Ольга Медведкова. Три персонажа в поисках любви и бессмертия. М.: НЛО, 2020

Ирина Прохорова: Сегодня мы поговорим на чрезвычайно приятную тему — о любви и бессмертии в европейской и русской литературе. Мы будем отталкиваться от очень интересной книги Ольги Медведковой, которая называется «Три персонажа в поисках любви и бессмертия». И разговор будет не просто о любви, а о том, чем является европейская культура для российской культуры, как в той и в другой происходит взаимное влияние, как любовь изображается в европейской и российской культурах, почему тут есть отличия. Что важно лично для меня — это как российский писатель пишет о Европе и как европеец пишет о России, какие здесь происходят интересные столкновения, насколько они обогащают читателя или, наоборот, странным образом уводят читателя от реальности. В общем, обсудим большой комплекс вопросов, которые будут крутиться вокруг любви и бессмертия в литературе.

Ольга, ваша книга, с одной стороны, вроде бы художественная, с другой стороны, здесь можно говорить и об историческом аспекте. В послесловии вы называете это произведение очень важным шагом для себя, потому что, долгое время проживая во Франции, вы всегда писали о России по-французски, а тут решили написать о трех персонажах из Западной Европы, существовавших в разные исторические эпохи, по-русски. Почему вам так важно было на чужом языке писать о тех странах, которые вы описываете?

Ольга Медведкова: Для меня в писательской практике самое главное — это отношение к языку, на котором я пишу, как к чужому. Это может прозвучать очень странно, парадоксально и даже несколько высокомерно, но смысл заключается в том, что многократно описано и практиками, и теоретиками литературного труда: язык, на котором мы пишем, имеет свойство уставать, становиться затасканным, затертым, ветхим, потрепанным, механичным, автоматичным. На нем уже как будто все сказано, стоит открыть рот — и выскакивают шаблоны и штампы. Если человек ест, то он ест непременно неторопливо, смотрит — задумчиво, глаза поднимает к небу и так далее. И избавиться от этого на самом деле очень трудно. Много писалось о том, что язык — это диктатор и террорист.

◆ Извлеченные данные
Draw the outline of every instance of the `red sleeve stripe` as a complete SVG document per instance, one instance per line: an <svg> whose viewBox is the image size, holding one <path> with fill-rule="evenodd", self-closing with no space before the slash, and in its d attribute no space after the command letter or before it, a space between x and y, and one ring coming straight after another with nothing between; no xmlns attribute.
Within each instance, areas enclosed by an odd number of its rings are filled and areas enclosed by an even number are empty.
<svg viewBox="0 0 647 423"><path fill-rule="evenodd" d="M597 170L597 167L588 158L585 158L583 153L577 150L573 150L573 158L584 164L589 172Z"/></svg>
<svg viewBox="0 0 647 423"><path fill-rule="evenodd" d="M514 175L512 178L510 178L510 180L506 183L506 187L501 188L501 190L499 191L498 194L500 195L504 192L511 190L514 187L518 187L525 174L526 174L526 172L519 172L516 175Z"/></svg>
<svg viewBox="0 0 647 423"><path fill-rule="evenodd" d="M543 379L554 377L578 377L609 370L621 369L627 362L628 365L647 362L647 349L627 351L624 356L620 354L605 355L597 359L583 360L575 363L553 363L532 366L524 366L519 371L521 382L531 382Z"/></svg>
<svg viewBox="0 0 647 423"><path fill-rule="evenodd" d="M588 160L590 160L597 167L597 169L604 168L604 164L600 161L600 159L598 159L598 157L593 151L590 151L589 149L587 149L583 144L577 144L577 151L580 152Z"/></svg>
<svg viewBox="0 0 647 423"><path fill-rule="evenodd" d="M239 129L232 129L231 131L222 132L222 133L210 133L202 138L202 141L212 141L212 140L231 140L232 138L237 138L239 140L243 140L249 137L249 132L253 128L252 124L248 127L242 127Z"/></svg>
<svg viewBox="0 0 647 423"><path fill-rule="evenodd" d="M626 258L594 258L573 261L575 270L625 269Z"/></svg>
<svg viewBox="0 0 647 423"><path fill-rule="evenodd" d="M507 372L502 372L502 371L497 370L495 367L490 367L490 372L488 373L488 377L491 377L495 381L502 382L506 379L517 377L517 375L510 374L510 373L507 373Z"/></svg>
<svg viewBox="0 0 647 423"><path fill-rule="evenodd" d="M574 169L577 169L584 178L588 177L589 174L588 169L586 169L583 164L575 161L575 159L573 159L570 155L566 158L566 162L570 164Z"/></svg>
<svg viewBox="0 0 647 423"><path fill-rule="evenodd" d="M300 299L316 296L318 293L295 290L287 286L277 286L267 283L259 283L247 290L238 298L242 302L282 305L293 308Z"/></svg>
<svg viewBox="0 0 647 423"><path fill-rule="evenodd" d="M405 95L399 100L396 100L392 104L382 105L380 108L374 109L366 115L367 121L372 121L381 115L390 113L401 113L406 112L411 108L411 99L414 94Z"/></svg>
* * *
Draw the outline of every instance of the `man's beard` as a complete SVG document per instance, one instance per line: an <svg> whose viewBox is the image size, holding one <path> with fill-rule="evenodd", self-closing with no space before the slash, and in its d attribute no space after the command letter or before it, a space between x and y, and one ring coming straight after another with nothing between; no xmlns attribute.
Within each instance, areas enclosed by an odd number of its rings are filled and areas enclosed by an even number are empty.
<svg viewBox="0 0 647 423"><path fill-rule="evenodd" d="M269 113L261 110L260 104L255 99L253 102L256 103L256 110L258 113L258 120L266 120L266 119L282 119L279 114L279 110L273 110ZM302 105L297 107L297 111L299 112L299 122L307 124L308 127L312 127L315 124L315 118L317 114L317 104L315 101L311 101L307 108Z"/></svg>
* * *
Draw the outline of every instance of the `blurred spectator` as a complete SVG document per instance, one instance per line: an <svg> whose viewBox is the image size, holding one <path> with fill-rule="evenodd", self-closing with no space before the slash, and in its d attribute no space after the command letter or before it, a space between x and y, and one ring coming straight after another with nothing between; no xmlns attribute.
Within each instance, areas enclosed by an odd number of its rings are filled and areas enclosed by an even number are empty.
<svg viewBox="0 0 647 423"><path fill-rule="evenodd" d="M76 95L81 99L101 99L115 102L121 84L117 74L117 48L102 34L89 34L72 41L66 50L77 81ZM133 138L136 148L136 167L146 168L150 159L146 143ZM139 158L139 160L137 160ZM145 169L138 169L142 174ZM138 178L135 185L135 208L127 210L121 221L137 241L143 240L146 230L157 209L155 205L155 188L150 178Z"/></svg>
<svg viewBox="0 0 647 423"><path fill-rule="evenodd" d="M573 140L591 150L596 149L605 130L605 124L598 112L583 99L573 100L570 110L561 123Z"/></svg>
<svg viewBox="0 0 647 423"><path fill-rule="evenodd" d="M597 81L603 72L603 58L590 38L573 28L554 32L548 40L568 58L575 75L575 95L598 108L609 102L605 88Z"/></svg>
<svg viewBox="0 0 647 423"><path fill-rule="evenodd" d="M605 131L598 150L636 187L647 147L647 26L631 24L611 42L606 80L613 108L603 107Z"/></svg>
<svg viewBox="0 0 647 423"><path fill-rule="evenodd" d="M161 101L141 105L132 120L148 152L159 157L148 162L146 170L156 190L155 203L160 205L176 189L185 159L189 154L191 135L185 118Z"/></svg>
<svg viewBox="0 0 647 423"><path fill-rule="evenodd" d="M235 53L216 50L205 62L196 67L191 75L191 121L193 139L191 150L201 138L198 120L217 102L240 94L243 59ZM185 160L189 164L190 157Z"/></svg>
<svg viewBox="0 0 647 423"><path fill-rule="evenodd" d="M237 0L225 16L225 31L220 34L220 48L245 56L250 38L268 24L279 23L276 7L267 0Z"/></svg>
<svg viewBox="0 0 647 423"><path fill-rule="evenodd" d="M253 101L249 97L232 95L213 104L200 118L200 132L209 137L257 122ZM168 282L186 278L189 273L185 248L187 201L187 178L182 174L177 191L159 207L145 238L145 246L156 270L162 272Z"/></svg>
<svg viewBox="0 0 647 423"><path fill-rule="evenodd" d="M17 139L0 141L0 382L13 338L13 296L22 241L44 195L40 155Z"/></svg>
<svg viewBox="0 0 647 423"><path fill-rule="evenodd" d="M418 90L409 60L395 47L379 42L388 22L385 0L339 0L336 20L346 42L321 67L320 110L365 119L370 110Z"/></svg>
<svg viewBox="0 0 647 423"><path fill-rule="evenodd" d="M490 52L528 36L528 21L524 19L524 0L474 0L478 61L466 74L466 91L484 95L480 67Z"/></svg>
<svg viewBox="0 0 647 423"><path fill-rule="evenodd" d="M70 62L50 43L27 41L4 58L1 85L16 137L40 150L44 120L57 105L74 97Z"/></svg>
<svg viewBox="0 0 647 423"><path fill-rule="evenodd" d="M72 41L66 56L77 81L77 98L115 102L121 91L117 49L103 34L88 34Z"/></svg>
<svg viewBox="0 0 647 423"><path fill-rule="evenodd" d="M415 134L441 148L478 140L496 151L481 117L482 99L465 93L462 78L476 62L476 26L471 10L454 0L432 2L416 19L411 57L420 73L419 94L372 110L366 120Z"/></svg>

◆ Задание
Допишите беседу о книге Ольги Медведковой дальше, начиная сразу после ее последней фразы.

◆ Результат задания
Я уехала из России во Францию совсем молодым человеком, а французский язык учила с раннего детства, поэтому для меня это не было серьезным шоком — мне не понадобился период, когда обучаешься новому языку. Я адаптировалась к новой жизни, новым привычкам, но язык как-то сразу потек — я практически свободно говорила и почти сразу смогла работать и даже преподавать на языке. И для меня очень важным было какие-то вещи делать не по-русски. Но потом, когда у меня родилась дочь, появилось очень странное ощущение: я открывала рот, чтобы ей что-то сказать, и у меня выходили совершенно готовые фразы по-русски. Я воспроизводила язык поколений, воспитывавших детей на русском языке. И это непроизвольное речеотделение, которое постоянно воспроизводит одни и те же штампы, для меня было несколько травматическим опытом. И поэтому мне так важно было сразу же начать писать на новом, французском языке.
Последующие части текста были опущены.